TASK TO CARRY OUT: Reproduce the material below verbatim, keeping every line in its original order and form.

EXERCISE MATERIALS:
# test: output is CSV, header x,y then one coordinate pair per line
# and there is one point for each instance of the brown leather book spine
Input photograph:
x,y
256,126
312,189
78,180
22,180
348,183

RESULT OF THE EXERCISE:
# test: output is CSV, header x,y then one coordinate pair per line
# and there is one point for each instance of the brown leather book spine
Input photograph:
x,y
256,126
312,189
78,180
22,180
348,183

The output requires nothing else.